**Work required:** Show each line of the records that contains the word "TARGET".

**Data shown:**
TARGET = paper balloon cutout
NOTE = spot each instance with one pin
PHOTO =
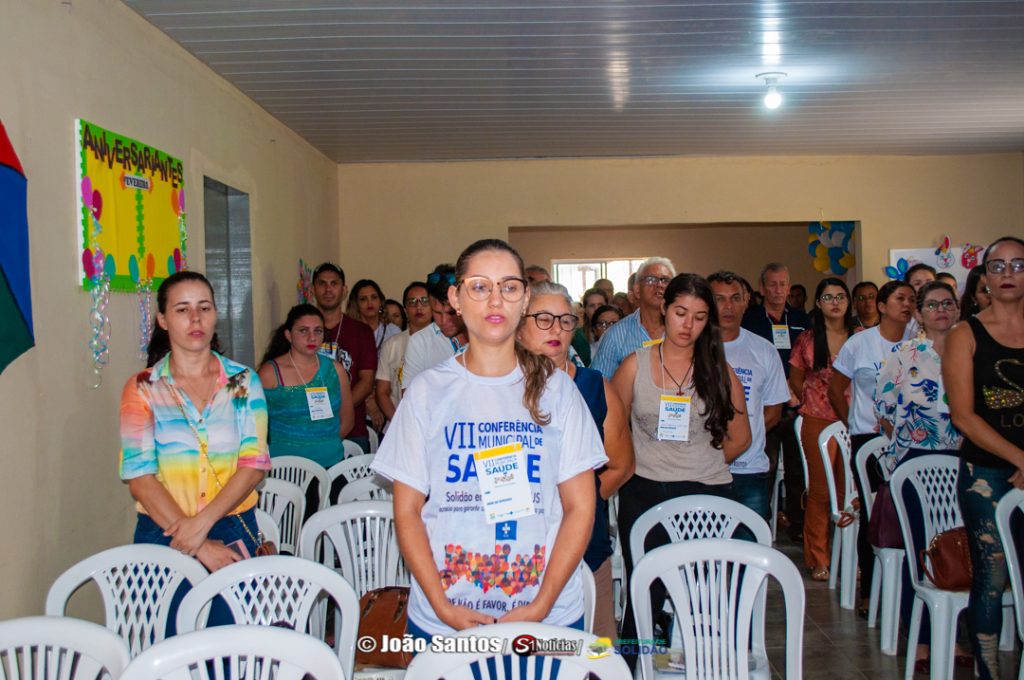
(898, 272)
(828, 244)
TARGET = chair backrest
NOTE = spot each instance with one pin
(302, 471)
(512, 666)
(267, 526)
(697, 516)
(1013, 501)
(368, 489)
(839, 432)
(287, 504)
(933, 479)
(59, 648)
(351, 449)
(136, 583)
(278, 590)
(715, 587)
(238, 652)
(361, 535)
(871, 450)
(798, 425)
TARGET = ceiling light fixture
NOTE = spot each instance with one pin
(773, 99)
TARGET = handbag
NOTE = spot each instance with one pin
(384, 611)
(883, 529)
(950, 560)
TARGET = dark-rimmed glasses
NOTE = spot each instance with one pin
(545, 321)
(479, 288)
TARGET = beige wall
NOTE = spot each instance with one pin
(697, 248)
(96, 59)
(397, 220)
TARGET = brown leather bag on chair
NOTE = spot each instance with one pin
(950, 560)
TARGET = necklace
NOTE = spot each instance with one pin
---
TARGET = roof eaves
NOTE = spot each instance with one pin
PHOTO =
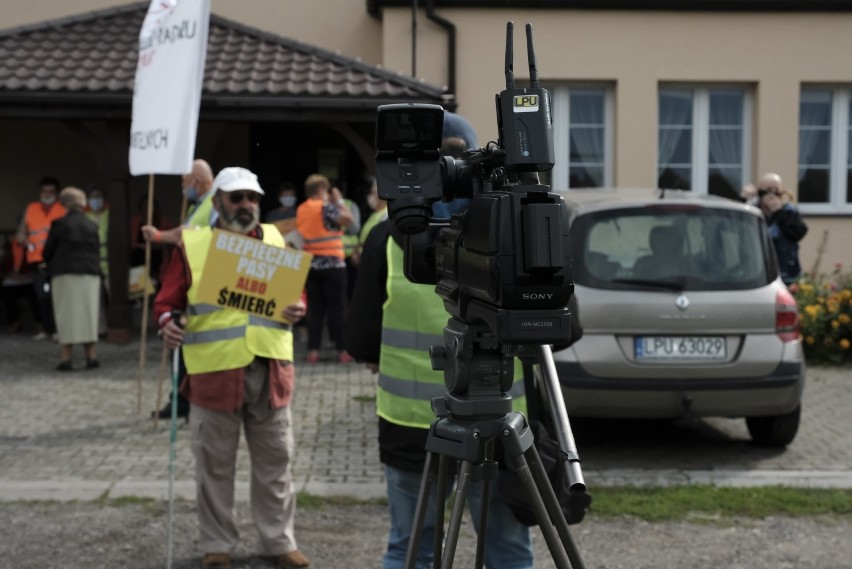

**Worked answer:**
TARGET = paper balloon cutout
TARGET = chair backrest
TARGET = ceiling light fixture
TARGET = handbag
TARGET = dark-rimmed glasses
TARGET = beige wall
TARGET = brown leather bag on chair
TARGET = necklace
TARGET = roof eaves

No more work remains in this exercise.